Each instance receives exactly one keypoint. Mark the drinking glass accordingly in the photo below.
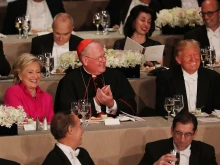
(19, 25)
(178, 103)
(169, 106)
(84, 108)
(97, 21)
(75, 108)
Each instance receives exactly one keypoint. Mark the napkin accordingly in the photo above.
(2, 35)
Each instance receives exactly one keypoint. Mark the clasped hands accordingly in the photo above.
(104, 96)
(166, 160)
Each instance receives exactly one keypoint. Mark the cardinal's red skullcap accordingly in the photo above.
(82, 45)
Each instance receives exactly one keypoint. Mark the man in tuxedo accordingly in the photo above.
(67, 131)
(199, 86)
(41, 12)
(191, 152)
(209, 33)
(60, 41)
(4, 65)
(107, 89)
(119, 10)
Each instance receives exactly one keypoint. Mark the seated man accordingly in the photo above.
(4, 65)
(58, 42)
(209, 33)
(67, 131)
(41, 13)
(183, 131)
(107, 89)
(199, 86)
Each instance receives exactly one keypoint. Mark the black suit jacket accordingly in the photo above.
(57, 157)
(171, 82)
(18, 8)
(201, 153)
(169, 4)
(118, 10)
(44, 44)
(199, 34)
(7, 162)
(4, 65)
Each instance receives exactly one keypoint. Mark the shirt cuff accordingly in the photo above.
(113, 109)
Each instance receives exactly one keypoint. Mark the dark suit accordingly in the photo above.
(169, 4)
(201, 153)
(7, 162)
(57, 157)
(171, 82)
(4, 65)
(118, 10)
(199, 34)
(18, 8)
(44, 44)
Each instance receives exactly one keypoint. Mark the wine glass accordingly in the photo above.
(168, 106)
(178, 103)
(204, 56)
(84, 108)
(19, 25)
(97, 21)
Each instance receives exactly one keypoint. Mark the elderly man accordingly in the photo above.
(4, 65)
(199, 86)
(67, 131)
(192, 152)
(60, 41)
(107, 89)
(41, 13)
(209, 33)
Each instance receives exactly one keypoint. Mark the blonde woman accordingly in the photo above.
(26, 92)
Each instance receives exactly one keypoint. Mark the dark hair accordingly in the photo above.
(60, 123)
(129, 25)
(185, 118)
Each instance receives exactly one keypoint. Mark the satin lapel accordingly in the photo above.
(202, 88)
(194, 156)
(62, 155)
(179, 86)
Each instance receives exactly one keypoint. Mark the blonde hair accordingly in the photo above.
(184, 44)
(21, 63)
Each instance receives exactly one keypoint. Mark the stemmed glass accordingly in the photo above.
(178, 103)
(84, 108)
(204, 56)
(19, 25)
(169, 106)
(97, 21)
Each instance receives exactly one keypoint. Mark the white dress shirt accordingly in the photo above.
(70, 153)
(40, 15)
(191, 89)
(184, 155)
(214, 41)
(132, 5)
(187, 4)
(57, 51)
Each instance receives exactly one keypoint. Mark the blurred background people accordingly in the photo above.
(4, 65)
(139, 26)
(183, 131)
(26, 92)
(60, 41)
(199, 86)
(67, 131)
(107, 89)
(120, 10)
(209, 33)
(41, 13)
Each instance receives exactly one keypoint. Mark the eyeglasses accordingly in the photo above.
(100, 58)
(180, 134)
(209, 13)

** WORK INSTRUCTIONS **
Make an exact copy of the data, leaving its pictures out.

** RIGHT ANSWER **
Each instance receives exactly one keypoint. Mark the drinking glass accordingly in the photo below.
(19, 25)
(178, 103)
(169, 106)
(84, 108)
(97, 21)
(75, 108)
Each instance receives exactly one keypoint. Mark the napkin accordingly in the photo above.
(2, 35)
Each instance receives exactly one keypoint. Mark the clasped hands accordingly in the photo above.
(104, 96)
(166, 160)
Each instance receives exactly one keypoint. Mark the cardinal's red skullcap accordingly in the photo above.
(82, 45)
Each instance receives exactly one keypoint. Mark the man in tuxedo accordingly in the photo above.
(67, 131)
(199, 86)
(41, 12)
(191, 152)
(209, 33)
(60, 41)
(4, 65)
(107, 89)
(119, 10)
Each instance receives exactly one keypoint. Mark the seated man accordingly in the photo above.
(4, 65)
(58, 42)
(209, 33)
(67, 131)
(41, 13)
(183, 131)
(107, 89)
(199, 86)
Each instance receives exactly one keypoint. Mark the black suit jacket accordingly in the photo above.
(57, 157)
(171, 82)
(18, 8)
(201, 153)
(169, 4)
(118, 10)
(44, 44)
(199, 34)
(7, 162)
(4, 65)
Each instance receives exactly one keypoint. Mark the shirt cuff accordingly in the photo above.
(113, 109)
Each instance receives exactly one keypoint. Mark the dark suit accordingly in the photo above.
(169, 4)
(201, 153)
(7, 162)
(57, 157)
(171, 82)
(4, 65)
(118, 10)
(199, 34)
(18, 8)
(44, 44)
Each instance receives exactly one keypoint. Mark the wine glass accordingly in the photo above.
(168, 106)
(178, 103)
(204, 56)
(84, 108)
(19, 25)
(97, 21)
Each instance receives exactly one keypoint. Mark the elderly man accordingly in the photo above.
(4, 65)
(199, 86)
(67, 131)
(192, 152)
(60, 41)
(107, 89)
(41, 13)
(209, 33)
Each instance receives exactly one keypoint. Mark the blonde woman accordingly in the photo above.
(26, 92)
Each instance receives exactly one keypoint. Mark the dark hair accordingly in the photo above.
(60, 123)
(129, 25)
(185, 118)
Each instance receives exactly one keypoint. Mark the satin lapel accordingly in the photo above.
(202, 88)
(194, 156)
(62, 155)
(179, 86)
Each instance receives exactly one keypoint. Mark the blonde hair accordingly in the photo above.
(184, 44)
(21, 63)
Each instance receives exactly one keypoint. Mark the stemmed glass accordingly in the photo above.
(178, 103)
(84, 108)
(204, 56)
(19, 25)
(169, 106)
(97, 21)
Each instance receives exactly one keypoint. Mark the white dress shirt accordingly in the photo above.
(70, 153)
(40, 15)
(191, 89)
(184, 155)
(214, 41)
(132, 5)
(187, 4)
(57, 51)
Each instance receives exactly one keypoint. Mark the blurred background people accordingly in the photo above.
(4, 65)
(139, 26)
(183, 131)
(26, 92)
(60, 41)
(199, 86)
(67, 131)
(107, 89)
(120, 10)
(209, 33)
(41, 13)
Each instance receives exactly one keypoint. Mark the eyeglasses accordingly in the photo above.
(100, 58)
(180, 134)
(209, 13)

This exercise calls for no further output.